§ Try it
An exact copy of the line containing "Q: Find one point on every instance of the tree trunk" and of every line after it, through the last line of the material, is what should be returned.
^^^^^^^^
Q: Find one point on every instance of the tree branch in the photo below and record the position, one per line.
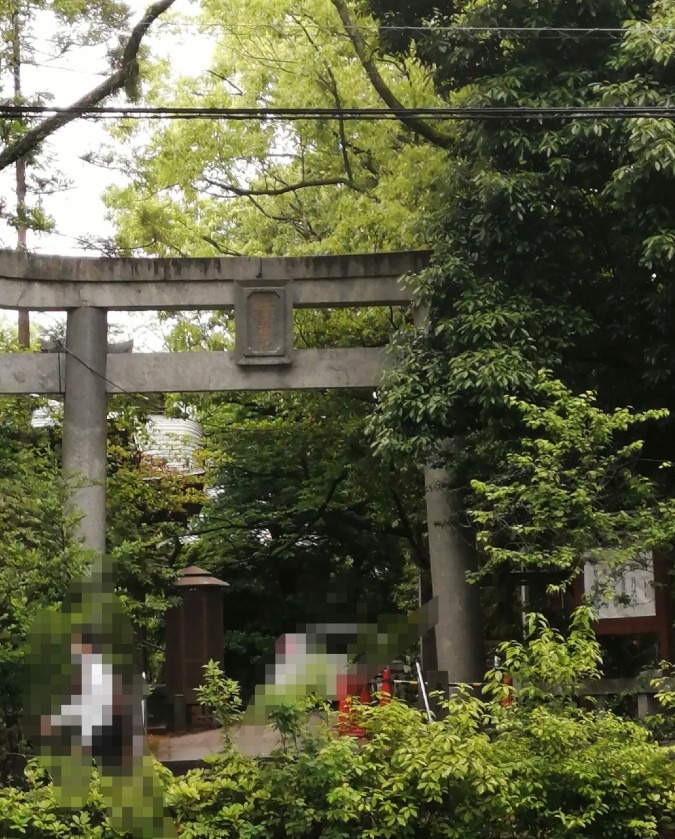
(117, 81)
(280, 190)
(385, 93)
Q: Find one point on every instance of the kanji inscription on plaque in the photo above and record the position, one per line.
(263, 322)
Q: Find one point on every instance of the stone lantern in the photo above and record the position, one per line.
(194, 636)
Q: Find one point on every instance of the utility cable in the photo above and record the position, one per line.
(557, 31)
(65, 349)
(482, 112)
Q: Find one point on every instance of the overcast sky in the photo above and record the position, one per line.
(79, 211)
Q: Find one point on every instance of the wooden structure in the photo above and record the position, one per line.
(194, 636)
(643, 605)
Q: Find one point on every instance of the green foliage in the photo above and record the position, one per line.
(38, 560)
(221, 695)
(303, 523)
(539, 767)
(568, 489)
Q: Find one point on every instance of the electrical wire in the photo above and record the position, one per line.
(119, 388)
(558, 31)
(482, 112)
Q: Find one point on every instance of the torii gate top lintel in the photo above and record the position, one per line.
(263, 292)
(43, 283)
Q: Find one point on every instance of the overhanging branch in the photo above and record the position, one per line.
(115, 82)
(281, 190)
(418, 126)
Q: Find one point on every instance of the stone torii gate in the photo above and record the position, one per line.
(263, 293)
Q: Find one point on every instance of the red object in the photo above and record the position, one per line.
(387, 690)
(508, 699)
(347, 692)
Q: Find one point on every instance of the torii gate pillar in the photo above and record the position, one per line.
(84, 424)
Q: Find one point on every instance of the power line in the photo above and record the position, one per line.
(483, 112)
(558, 31)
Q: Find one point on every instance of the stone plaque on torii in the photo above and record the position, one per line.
(263, 291)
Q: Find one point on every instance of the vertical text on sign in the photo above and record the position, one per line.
(263, 323)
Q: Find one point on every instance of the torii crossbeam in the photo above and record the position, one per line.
(263, 291)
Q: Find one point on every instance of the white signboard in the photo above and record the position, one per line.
(626, 594)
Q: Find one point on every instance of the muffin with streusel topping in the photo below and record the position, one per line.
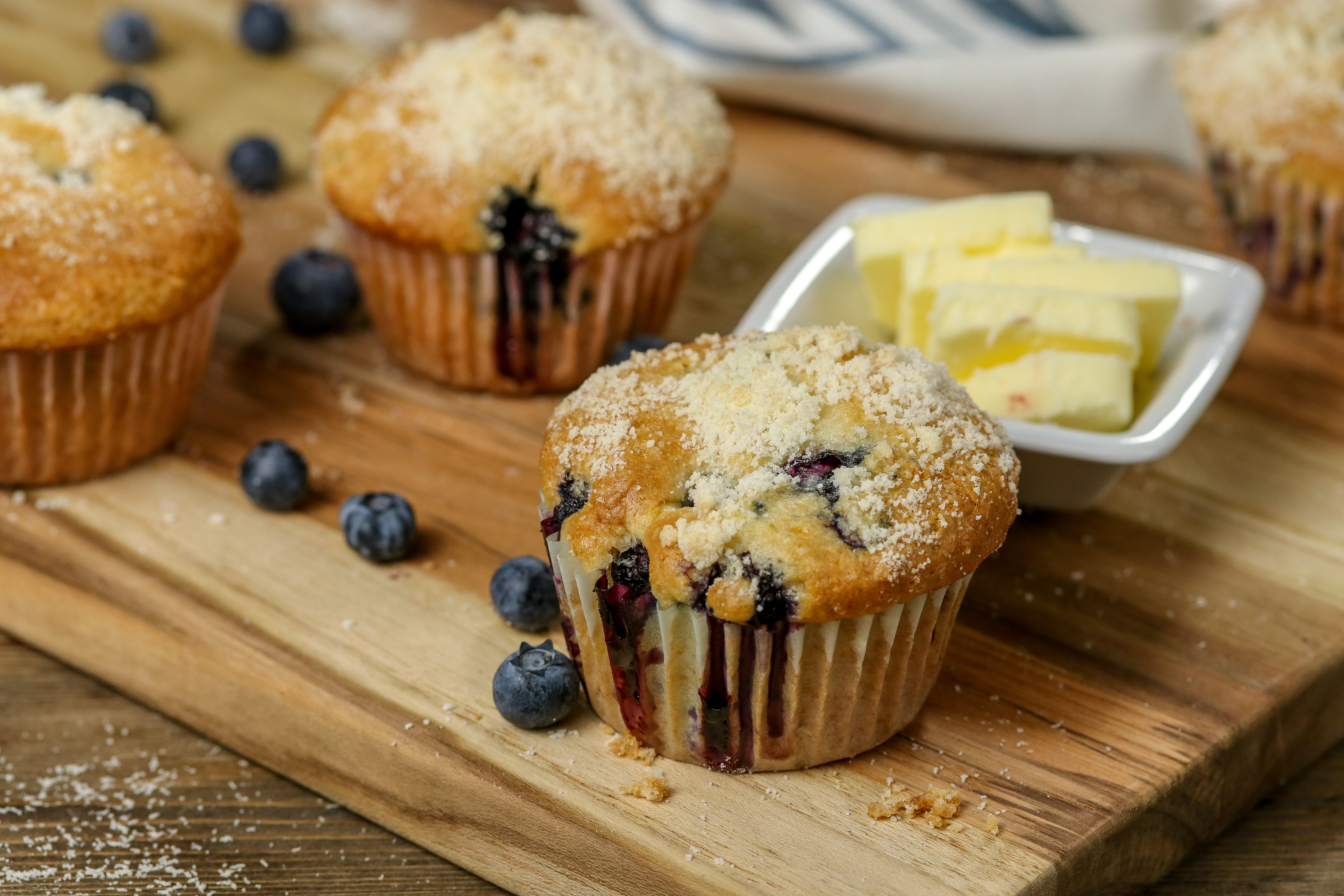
(114, 254)
(1265, 88)
(522, 198)
(763, 541)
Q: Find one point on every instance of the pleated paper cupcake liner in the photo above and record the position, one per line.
(79, 413)
(1288, 229)
(741, 698)
(443, 314)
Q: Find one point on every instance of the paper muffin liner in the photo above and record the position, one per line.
(1287, 228)
(741, 698)
(79, 413)
(443, 316)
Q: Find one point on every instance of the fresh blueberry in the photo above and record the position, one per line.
(537, 687)
(134, 96)
(264, 27)
(275, 476)
(523, 594)
(255, 162)
(380, 526)
(128, 37)
(639, 343)
(315, 291)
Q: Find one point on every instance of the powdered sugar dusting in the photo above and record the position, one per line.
(1269, 81)
(565, 90)
(85, 128)
(726, 421)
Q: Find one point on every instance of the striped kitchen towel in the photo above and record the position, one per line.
(1057, 76)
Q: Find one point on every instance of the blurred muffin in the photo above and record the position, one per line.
(1265, 88)
(523, 197)
(114, 254)
(763, 541)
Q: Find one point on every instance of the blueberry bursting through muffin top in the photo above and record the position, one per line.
(533, 267)
(804, 475)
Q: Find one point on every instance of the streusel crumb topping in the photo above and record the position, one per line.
(1269, 81)
(565, 104)
(808, 464)
(104, 225)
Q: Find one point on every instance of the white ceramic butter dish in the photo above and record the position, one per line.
(1061, 469)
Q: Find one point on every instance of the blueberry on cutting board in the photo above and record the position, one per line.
(537, 687)
(264, 27)
(275, 476)
(134, 96)
(523, 593)
(128, 37)
(380, 526)
(255, 163)
(315, 292)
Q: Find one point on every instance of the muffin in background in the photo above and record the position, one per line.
(761, 542)
(1265, 88)
(522, 198)
(114, 256)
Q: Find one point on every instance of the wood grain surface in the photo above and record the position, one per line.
(1122, 684)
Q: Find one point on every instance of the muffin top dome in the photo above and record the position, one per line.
(104, 224)
(1268, 81)
(804, 475)
(610, 135)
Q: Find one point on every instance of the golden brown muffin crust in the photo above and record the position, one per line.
(714, 457)
(1268, 82)
(619, 142)
(104, 225)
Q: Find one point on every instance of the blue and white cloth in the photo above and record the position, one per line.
(1057, 76)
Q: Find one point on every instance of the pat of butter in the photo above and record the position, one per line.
(928, 271)
(1081, 390)
(1155, 287)
(975, 225)
(975, 326)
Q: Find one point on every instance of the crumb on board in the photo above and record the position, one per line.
(935, 807)
(628, 747)
(651, 785)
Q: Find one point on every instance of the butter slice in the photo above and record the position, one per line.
(1081, 390)
(1155, 287)
(976, 326)
(929, 271)
(975, 225)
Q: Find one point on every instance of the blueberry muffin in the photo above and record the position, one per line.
(114, 254)
(763, 541)
(523, 197)
(1265, 88)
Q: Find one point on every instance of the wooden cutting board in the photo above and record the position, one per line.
(1122, 684)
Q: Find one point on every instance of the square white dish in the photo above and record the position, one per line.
(1062, 469)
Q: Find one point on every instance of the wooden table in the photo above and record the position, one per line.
(212, 823)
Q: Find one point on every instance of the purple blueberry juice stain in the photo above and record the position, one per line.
(627, 605)
(775, 698)
(745, 756)
(714, 700)
(533, 268)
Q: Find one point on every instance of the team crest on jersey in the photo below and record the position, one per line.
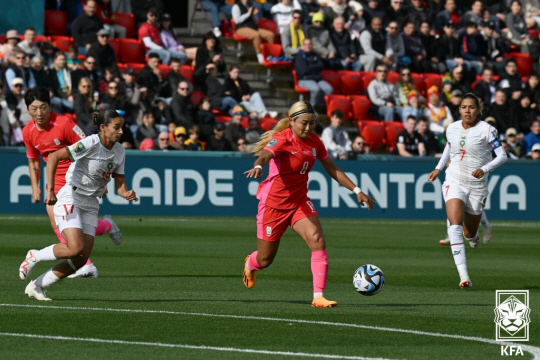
(78, 147)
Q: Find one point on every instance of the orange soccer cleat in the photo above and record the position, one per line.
(248, 276)
(322, 302)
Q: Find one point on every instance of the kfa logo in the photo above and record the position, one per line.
(512, 318)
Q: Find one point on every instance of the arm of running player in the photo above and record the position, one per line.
(337, 174)
(263, 159)
(52, 165)
(121, 188)
(35, 171)
(445, 158)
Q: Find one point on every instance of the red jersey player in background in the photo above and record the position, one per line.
(291, 149)
(44, 134)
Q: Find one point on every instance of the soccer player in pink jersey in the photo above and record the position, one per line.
(43, 135)
(291, 150)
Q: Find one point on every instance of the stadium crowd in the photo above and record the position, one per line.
(472, 46)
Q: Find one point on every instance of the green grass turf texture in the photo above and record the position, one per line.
(195, 264)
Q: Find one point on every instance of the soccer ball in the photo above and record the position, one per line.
(368, 280)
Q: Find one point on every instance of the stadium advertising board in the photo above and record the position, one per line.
(187, 184)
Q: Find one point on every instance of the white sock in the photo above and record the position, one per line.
(47, 279)
(46, 254)
(458, 247)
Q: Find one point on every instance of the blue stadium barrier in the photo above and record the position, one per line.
(214, 184)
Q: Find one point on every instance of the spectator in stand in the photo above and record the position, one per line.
(510, 80)
(322, 44)
(345, 48)
(375, 46)
(335, 139)
(105, 13)
(217, 142)
(234, 129)
(215, 7)
(84, 105)
(428, 137)
(240, 90)
(293, 35)
(18, 70)
(496, 47)
(434, 53)
(409, 142)
(405, 85)
(308, 66)
(532, 138)
(282, 13)
(414, 49)
(184, 110)
(60, 77)
(193, 143)
(398, 13)
(27, 45)
(245, 17)
(148, 129)
(436, 112)
(450, 12)
(383, 94)
(485, 89)
(220, 98)
(150, 77)
(518, 33)
(150, 37)
(85, 27)
(104, 54)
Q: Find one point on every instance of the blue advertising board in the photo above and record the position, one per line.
(214, 184)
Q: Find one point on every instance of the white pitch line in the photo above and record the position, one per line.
(195, 347)
(534, 350)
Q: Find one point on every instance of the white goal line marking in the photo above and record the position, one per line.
(194, 347)
(534, 350)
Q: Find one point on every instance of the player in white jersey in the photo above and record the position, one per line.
(469, 145)
(96, 158)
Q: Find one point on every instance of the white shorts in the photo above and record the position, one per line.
(74, 210)
(474, 199)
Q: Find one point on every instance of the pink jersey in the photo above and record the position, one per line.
(286, 184)
(61, 132)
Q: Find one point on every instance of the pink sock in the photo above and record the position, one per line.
(62, 240)
(253, 265)
(103, 227)
(319, 269)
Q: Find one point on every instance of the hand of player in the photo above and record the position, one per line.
(256, 173)
(433, 175)
(368, 200)
(478, 173)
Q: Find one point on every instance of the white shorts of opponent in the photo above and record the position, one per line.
(74, 210)
(474, 199)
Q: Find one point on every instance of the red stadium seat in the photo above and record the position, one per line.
(392, 130)
(56, 22)
(351, 83)
(373, 133)
(333, 78)
(62, 42)
(127, 21)
(131, 51)
(301, 91)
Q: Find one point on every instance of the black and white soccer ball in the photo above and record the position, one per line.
(368, 280)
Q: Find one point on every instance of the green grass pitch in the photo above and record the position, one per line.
(190, 270)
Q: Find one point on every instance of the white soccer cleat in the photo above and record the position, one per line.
(465, 281)
(28, 264)
(114, 233)
(36, 292)
(85, 271)
(487, 234)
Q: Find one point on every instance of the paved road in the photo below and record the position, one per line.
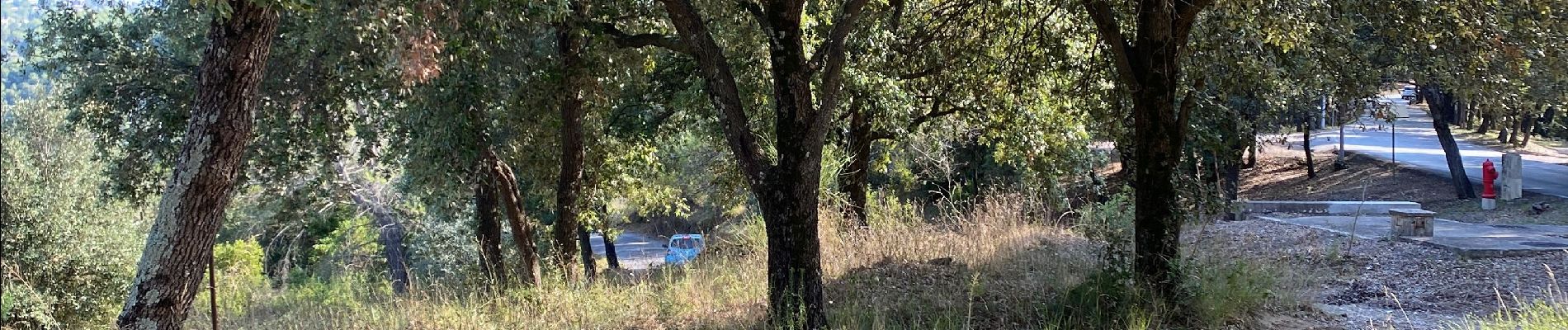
(632, 249)
(1416, 146)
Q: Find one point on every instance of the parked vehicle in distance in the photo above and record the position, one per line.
(684, 248)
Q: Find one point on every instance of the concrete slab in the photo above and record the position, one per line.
(1320, 207)
(1462, 238)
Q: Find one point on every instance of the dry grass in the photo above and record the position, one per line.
(993, 268)
(1280, 176)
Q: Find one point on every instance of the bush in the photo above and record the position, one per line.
(68, 252)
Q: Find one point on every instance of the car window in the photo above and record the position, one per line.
(684, 243)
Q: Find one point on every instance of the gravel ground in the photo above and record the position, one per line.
(1386, 285)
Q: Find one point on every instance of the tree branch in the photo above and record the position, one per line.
(720, 85)
(643, 40)
(1188, 104)
(833, 69)
(843, 24)
(923, 74)
(1188, 16)
(1111, 33)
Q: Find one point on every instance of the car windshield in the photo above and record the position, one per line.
(684, 243)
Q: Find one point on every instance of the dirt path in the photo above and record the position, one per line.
(1390, 285)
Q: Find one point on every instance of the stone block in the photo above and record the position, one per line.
(1324, 207)
(1510, 179)
(1411, 223)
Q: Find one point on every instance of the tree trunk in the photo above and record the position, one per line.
(787, 190)
(853, 179)
(1526, 130)
(1518, 125)
(1150, 68)
(1252, 153)
(1442, 106)
(488, 230)
(568, 185)
(609, 251)
(1547, 120)
(587, 254)
(1306, 146)
(521, 229)
(1485, 122)
(209, 163)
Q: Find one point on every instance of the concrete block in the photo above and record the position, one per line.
(1324, 207)
(1510, 179)
(1411, 223)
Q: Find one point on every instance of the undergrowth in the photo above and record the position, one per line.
(988, 268)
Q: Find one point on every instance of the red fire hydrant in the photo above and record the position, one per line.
(1489, 174)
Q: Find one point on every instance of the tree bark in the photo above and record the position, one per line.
^^^^^^^^
§ Your solution
Q: Find one point on every instance of the tree trunk in the photo above and record the position, one per line.
(787, 190)
(853, 179)
(1526, 130)
(1518, 125)
(1150, 68)
(1252, 153)
(1442, 106)
(488, 230)
(568, 185)
(609, 251)
(1547, 120)
(587, 254)
(1306, 146)
(521, 229)
(1485, 122)
(209, 163)
Q: Find one point on every instance of the concrete block in the photo above and record the position, one per line.
(1324, 207)
(1510, 179)
(1411, 223)
Q: Find one point on every instance of the undergrowth in the photo above and record the position, one per line.
(988, 268)
Q: Find one point on every instance of the red fire hydrant in the photo above and record the position, one per line.
(1489, 174)
Q: Find one point on every instance of the tree bark in the photo above and record the position, one per line.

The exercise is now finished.